╭─ The input

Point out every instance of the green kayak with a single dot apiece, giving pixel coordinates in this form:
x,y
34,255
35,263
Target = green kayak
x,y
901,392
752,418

╰─

* **Work required**:
Copy out all of the records shown above exactly.

* **Exercise solution**:
Point out every instance of the green kayak with a single dot apiece, giving pixel coordinates in this form:
x,y
34,255
35,263
Target = green kayak
x,y
901,392
752,418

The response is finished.